» **TEXT**:
Some doctors "played a significant role" in a system of illegal detentions and torture during the 12 years of military rule in Uruguay, an article in the Journal of the American Medical Association says.

The author, Dr. Maxwell G. Bloche, said he interviewed more than 40 doctors, former prisoners, military officers and politicians during a visit to Uruguay last December. He was investigating charges by former prisoners and human rights groups that military doctors had supported the torture of prisoners in several ways, such as making reports that covered up abuses, failing to help injured prisoners and assisting brutal interrogators.

Bloche, who is associated with Yale Law School and Columbia University, said many doctors were employed in clandestine prisons where suspected leftist activists or sympathizers were held. International organizations and private human rights groups have estimated that as many as 40,000 people were detained by the military and security forces during the period of military rule that ended last year.

"That torture was routine" in clandestine detention centers "appears established beyond serious dispute," Bloche wrote. He said doctors in the clandestine jails examined prisoners and provided information to their jailers without the prisoners' knowledge or permission.

Interrogators sometimes used this information to tailor the torture to fit the prisoner's physical condition, he wrote, and in other cases, military officers "sometimes requested medical examinations during . . . torture 'to see if things had to stop' or could continue."

» **REQUIRED ACTION 1**:
Name the groups of people whom Bloche says he interviewed, according to the article on doctors and torture in Uruguay.
» **REQUIRED ACTION 2**:
Write the next part of the article on doctors and torture in Uruguay, picking up after its final sentence.

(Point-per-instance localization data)
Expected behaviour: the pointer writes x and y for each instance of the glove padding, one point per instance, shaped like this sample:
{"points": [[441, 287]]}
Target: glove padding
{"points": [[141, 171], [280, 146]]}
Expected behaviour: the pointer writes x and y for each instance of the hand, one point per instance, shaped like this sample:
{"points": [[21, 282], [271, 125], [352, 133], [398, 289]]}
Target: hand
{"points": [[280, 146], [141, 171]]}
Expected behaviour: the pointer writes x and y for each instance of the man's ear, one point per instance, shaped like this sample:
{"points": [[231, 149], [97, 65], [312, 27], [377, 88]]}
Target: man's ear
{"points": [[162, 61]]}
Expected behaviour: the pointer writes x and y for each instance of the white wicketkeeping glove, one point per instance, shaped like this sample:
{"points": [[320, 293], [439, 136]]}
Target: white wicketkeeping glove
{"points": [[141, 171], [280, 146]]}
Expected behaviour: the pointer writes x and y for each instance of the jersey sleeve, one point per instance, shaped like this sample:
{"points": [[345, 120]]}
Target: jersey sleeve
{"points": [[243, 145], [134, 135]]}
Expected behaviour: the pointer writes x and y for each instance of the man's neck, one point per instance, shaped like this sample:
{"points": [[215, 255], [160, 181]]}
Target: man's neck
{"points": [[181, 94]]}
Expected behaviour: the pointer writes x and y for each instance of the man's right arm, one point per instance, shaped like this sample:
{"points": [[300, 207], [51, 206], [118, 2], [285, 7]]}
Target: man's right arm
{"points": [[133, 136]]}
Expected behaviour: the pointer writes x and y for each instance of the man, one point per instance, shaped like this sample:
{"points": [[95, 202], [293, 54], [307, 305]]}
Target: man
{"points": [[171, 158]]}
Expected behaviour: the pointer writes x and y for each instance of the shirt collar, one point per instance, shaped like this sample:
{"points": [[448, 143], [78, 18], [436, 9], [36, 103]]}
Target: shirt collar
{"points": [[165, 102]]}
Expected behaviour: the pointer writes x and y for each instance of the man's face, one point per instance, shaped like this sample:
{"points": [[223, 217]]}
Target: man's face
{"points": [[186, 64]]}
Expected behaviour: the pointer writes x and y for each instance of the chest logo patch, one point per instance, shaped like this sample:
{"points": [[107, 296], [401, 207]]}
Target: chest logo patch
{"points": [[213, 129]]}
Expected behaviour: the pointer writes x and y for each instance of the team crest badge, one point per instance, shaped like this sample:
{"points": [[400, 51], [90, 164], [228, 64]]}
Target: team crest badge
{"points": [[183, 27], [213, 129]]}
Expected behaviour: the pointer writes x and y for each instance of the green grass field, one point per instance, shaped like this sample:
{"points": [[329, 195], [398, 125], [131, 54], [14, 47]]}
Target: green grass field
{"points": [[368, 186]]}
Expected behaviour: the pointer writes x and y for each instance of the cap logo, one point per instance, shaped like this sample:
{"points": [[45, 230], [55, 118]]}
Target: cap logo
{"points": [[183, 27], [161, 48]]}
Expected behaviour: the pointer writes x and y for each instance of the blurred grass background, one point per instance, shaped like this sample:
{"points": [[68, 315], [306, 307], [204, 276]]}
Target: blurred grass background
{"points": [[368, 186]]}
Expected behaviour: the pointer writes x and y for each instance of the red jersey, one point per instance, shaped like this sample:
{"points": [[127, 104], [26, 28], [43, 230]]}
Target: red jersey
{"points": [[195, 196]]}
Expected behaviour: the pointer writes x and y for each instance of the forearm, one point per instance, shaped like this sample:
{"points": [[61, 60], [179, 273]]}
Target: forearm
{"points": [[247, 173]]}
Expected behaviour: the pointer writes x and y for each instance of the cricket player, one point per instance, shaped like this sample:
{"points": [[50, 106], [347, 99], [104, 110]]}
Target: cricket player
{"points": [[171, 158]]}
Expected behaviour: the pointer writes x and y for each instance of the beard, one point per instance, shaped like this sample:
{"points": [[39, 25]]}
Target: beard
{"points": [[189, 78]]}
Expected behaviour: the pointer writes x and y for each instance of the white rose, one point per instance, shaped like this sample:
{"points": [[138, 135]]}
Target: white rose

» **EXPECTED ANSWER 1**:
Doctors, former prisoners, military officers and politicians.

» **EXPECTED ANSWER 2**:
The military doctors he interviewed, Bloche said, tended to justify their role in these jails by saying that they "conceived of themselves as producers of a technical work product, without personal responsibility for the uses to which that product might be put."

Bloche also described the case of Dr. Eduardo Saiz, who signed an autopsy report attributing the death of a prisoner to "cardio-respiratory failure." A second autopsy, performed at the family's request, showed strong evidence that the prisoner had been severely beaten and possibly drowned during a torture known as el submarino, in which a prisoner's head is held under filthy water.

Uruguay's civilian government has dismissed Dr. Saiz and has begun proceedings that could deprive him of his license to practice.

Bloche concluded that many doctors in Uruguay "systematically served the bureaucracy of state terror" in a way that is "not clearly condemned in existing medical ethical codes." He said there is a need to "refine our conception of the physician's ethical obligations when his employer makes nonclinical use of his medical work product."